EXERCISE AIM ▸
Take the line with "the man, the" as the first line and the last line of the data as the final one. Write out those lines exactly, and no others.

Dataset entries
# # # #
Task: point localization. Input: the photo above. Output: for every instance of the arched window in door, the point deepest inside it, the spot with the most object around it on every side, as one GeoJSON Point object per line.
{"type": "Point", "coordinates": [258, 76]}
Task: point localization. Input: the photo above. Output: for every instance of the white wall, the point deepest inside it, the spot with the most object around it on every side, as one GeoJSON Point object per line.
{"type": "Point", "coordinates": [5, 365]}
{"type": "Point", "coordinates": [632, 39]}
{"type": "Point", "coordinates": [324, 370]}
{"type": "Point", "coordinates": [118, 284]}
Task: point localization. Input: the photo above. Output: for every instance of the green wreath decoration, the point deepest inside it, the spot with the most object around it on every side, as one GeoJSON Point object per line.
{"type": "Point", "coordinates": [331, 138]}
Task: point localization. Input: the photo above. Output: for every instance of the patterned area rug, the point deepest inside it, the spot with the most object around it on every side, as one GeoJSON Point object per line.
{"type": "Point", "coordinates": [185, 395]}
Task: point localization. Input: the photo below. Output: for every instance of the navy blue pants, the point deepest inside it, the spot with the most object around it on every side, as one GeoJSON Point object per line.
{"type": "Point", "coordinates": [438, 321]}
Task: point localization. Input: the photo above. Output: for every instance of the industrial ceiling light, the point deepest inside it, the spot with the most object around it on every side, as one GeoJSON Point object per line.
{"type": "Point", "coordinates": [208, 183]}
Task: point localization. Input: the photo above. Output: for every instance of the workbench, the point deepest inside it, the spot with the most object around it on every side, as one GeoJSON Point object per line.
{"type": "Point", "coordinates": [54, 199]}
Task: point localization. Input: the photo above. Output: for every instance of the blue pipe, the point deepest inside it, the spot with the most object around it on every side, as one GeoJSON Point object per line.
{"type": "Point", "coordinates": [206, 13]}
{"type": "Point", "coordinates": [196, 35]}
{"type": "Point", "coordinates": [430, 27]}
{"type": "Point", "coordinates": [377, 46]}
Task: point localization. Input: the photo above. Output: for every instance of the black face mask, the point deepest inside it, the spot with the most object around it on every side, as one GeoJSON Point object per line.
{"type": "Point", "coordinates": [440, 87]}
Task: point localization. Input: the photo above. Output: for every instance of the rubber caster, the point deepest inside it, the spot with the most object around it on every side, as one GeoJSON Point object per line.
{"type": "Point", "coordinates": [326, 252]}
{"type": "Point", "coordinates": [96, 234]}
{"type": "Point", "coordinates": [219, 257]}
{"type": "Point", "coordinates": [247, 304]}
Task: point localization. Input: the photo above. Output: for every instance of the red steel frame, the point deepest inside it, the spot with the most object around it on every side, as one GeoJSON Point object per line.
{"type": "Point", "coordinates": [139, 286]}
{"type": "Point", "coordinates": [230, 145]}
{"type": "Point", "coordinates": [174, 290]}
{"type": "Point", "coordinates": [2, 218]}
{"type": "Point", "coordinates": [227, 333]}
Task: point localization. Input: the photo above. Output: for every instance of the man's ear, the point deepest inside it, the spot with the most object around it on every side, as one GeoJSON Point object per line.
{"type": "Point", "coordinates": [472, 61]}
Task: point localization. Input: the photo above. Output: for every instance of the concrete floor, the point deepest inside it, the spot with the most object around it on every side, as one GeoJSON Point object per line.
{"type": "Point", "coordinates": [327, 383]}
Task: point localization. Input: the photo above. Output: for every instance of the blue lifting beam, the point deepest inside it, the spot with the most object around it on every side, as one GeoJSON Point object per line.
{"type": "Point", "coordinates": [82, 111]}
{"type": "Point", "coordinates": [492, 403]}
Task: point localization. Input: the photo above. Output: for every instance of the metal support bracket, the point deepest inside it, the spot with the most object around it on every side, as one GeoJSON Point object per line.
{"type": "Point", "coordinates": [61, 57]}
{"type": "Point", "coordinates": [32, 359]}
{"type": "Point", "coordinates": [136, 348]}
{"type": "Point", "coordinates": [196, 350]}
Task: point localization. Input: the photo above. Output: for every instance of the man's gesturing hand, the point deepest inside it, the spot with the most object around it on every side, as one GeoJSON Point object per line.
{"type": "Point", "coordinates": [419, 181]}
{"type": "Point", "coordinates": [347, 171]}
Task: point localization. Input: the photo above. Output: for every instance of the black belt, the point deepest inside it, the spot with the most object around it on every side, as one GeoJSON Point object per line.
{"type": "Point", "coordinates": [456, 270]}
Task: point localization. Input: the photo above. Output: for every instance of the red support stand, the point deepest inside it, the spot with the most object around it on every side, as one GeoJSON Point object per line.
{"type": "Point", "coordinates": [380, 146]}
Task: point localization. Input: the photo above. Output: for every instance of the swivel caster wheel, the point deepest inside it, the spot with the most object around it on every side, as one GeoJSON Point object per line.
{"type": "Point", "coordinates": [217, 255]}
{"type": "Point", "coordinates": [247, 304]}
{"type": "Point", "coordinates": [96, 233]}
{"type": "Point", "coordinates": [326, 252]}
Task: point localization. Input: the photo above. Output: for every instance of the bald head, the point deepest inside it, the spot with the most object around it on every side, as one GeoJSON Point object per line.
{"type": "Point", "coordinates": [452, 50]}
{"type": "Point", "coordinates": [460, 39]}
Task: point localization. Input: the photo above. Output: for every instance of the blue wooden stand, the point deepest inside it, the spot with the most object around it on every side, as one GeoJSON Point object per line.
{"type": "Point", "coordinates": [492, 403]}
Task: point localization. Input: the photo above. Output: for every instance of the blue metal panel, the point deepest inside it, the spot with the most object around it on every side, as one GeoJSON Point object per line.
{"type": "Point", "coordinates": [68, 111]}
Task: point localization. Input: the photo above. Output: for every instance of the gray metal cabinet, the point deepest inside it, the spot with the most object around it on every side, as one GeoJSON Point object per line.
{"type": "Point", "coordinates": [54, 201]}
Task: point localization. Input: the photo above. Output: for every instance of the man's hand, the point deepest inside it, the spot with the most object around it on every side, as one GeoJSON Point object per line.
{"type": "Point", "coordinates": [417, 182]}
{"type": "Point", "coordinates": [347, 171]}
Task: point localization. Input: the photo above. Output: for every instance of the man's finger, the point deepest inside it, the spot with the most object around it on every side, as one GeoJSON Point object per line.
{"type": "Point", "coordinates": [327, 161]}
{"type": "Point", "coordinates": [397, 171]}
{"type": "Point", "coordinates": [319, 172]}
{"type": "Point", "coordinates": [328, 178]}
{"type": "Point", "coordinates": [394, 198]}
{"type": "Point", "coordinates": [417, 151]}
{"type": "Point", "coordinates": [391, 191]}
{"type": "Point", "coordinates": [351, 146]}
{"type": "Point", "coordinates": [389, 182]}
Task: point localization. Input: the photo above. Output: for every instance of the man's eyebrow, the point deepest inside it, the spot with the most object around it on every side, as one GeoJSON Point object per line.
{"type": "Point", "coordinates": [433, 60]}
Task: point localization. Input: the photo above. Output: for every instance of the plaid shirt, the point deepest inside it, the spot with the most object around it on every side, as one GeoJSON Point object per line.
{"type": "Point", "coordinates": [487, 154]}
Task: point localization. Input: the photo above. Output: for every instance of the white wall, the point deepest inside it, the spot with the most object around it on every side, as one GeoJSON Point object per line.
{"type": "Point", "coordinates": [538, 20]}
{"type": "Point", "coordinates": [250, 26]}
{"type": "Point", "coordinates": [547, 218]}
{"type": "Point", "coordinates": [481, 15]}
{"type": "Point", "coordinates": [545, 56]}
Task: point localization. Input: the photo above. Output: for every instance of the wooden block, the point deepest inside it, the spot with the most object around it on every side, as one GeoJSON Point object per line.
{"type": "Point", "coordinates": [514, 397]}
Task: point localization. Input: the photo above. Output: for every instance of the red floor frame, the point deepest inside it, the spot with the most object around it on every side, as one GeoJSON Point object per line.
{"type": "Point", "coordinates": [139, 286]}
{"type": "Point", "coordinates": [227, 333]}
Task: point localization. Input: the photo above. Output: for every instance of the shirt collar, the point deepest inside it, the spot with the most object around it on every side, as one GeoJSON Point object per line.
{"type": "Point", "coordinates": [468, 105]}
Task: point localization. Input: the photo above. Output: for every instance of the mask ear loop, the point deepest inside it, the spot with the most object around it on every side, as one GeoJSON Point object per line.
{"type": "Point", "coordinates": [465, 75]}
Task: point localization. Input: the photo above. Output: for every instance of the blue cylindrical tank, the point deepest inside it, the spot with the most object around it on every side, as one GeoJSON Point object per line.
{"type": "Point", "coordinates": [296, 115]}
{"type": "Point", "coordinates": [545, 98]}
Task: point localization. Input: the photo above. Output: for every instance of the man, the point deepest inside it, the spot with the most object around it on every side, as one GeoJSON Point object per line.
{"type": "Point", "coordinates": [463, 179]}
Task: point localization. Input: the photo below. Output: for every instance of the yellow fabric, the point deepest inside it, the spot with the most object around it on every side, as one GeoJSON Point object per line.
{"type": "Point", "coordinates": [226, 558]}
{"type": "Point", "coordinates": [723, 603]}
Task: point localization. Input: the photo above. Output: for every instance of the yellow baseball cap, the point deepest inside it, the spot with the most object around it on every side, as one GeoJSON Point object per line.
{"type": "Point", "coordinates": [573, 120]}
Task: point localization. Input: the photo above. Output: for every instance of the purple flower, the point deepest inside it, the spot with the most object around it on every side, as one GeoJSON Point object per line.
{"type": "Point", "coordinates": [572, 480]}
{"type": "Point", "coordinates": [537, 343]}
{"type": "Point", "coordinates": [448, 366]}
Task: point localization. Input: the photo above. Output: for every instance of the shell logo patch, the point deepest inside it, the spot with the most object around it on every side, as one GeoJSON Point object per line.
# # # #
SOLVED EXERCISE ▸
Task: point localization. Input: the photo above. Output: for every instance of the man, the point deepest inside it, the spot with the most object around it on every side, as one GeoJSON Point object per line.
{"type": "Point", "coordinates": [463, 179]}
Task: point localization. Input: the photo below. Output: for every instance of the yellow fabric, the point deepest inside it, the spot with the most object around it on every side, as one GeoJSON Point object per line.
{"type": "Point", "coordinates": [226, 558]}
{"type": "Point", "coordinates": [723, 603]}
Task: point localization. Input: the photo above. Output: for every instance of the yellow baseball cap, the point deepest inside it, the spot with the most object around it on every side, as one GeoJSON Point object per line.
{"type": "Point", "coordinates": [573, 120]}
Task: point localization. Input: the photo above. Output: for every instance of the purple flower, the point deepest inside it, the spot with the most object around it on every side, as one GeoJSON Point object per line.
{"type": "Point", "coordinates": [572, 480]}
{"type": "Point", "coordinates": [537, 343]}
{"type": "Point", "coordinates": [448, 366]}
Task: point localization. Input: the photo above. Output: for every instance of the shell logo patch, the point deepest inside it, the spot with the most object around it on every side, as one GeoJSON Point object per line.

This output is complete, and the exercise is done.